● SOURCE PASSAGE:

'''

An oversimplified tokenizer
Everyone,
Since I'm not a C expert, please criticize this program. I emailed to a friend fluent in that language. So, he said "Nice!" and told me how optimize the program slightly by replacing a call to the strlen function with the body of the "nonempty" function.
The program mimics the strtok function without looking for characters that separate tokens.
Thanks for your thoughts. The program won't seem too amateurish, I hope. I'm fluent in ISO Standard Pascal, though I'd rather write in C instead.
Code:
#define MAX 80
#include <ctype.h>
#include <stdio.h>
#include <string.h>
#include <stdbool.h>
bool token_may_contain(const int c)
{
return isalnum(c) || index("-'+", c) != NULL;
}
bool nonempty(const char some_string[])
{
return some_string[0] != '\0';
}
/* Return a token from the line if there's at least one. Otherwise, set the stating topint to -1 */
const char *a_token_from(const char line[], int * start)
{
static char token[MAX + 1] = "";
register int here = *start, token_length = 0, line_length = strlen(line);
while (here < line_length && !token_may_contain(line[here]))
here++;
while (token_may_contain(line[here]))
token[token_length++] = line[here++];
if (nonempty(token))
token[line_length] = '\0';
*start = (here < line_length - 1) ? here : -1;
return token;
}
void tokenize(const char line[])
{
register int counter = 0;
int start = 0;
char token[MAX + 1];
while (start >= 0)
{
puts(a_token_from(line, &start));
counter++;
}
}
int main(void)
{
char line[MAX];
while (fgets(line, MAX, stdin) != NULL)
{
puts("Please type the string to tokenize.");
tokenize(line);
}
return 0;
}

'''

● Portion of a data file:
'''

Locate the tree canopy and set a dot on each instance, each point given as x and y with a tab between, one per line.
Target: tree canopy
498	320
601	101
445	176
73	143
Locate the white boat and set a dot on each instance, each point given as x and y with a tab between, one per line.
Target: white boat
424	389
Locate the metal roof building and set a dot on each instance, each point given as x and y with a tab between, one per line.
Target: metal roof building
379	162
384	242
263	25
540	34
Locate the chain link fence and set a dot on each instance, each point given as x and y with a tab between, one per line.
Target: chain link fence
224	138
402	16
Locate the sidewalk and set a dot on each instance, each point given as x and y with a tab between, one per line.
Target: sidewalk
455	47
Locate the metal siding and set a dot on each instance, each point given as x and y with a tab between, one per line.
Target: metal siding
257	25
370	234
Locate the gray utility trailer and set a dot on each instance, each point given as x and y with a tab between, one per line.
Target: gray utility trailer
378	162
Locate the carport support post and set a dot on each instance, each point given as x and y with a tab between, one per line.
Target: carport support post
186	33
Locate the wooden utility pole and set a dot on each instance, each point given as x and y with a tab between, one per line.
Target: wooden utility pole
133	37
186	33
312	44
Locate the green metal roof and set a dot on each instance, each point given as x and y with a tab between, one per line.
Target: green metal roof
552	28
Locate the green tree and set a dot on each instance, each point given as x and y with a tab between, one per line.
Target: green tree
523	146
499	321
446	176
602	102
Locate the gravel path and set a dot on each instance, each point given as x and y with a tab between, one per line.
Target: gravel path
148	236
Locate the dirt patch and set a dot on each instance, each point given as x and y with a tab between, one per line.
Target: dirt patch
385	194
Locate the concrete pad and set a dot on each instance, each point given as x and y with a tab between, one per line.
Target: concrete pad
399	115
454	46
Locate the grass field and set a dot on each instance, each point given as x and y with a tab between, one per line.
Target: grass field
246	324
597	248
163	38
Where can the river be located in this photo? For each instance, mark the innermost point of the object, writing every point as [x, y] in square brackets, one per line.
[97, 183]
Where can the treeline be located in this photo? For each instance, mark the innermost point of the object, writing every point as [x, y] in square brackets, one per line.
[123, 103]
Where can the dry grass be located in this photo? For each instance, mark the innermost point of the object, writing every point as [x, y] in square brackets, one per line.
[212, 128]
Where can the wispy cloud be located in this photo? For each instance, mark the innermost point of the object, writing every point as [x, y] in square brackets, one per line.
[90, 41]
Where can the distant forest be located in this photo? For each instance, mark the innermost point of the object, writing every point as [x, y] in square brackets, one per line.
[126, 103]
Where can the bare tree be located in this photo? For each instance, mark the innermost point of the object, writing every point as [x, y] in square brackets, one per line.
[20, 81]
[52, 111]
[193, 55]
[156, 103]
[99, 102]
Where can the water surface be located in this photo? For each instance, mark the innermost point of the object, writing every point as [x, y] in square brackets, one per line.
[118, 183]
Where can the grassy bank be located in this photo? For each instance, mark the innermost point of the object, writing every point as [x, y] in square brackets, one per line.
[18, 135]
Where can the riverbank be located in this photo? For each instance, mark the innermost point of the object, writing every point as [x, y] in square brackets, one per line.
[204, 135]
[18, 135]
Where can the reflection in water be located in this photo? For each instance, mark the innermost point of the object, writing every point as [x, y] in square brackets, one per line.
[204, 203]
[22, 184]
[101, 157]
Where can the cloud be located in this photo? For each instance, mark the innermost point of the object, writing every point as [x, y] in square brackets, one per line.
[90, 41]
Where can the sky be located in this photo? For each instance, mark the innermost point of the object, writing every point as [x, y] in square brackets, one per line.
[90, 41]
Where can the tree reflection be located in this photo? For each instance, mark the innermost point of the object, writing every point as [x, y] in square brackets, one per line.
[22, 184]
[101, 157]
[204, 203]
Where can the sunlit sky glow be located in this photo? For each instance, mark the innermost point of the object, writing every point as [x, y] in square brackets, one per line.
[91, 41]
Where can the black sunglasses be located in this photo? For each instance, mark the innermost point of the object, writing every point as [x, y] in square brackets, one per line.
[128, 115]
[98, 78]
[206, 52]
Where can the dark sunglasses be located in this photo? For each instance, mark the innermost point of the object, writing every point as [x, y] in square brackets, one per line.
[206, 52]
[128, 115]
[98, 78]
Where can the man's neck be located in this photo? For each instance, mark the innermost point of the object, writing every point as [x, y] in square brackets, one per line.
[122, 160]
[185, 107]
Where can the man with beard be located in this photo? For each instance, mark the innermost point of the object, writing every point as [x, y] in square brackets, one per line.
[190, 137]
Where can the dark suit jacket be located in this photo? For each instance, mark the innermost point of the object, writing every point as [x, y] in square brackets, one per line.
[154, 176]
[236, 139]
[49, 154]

'''

● WHAT THIS EXERCISE ASKS:
1. In the tokenizer post, which standard C function does the program imitate?
2. Count the lines of the records that contain the word "fence", treating uppercase and lowercase as different, and give only the number.

● SOLUTION SET:
1. It imitates the strtok function.

2. 2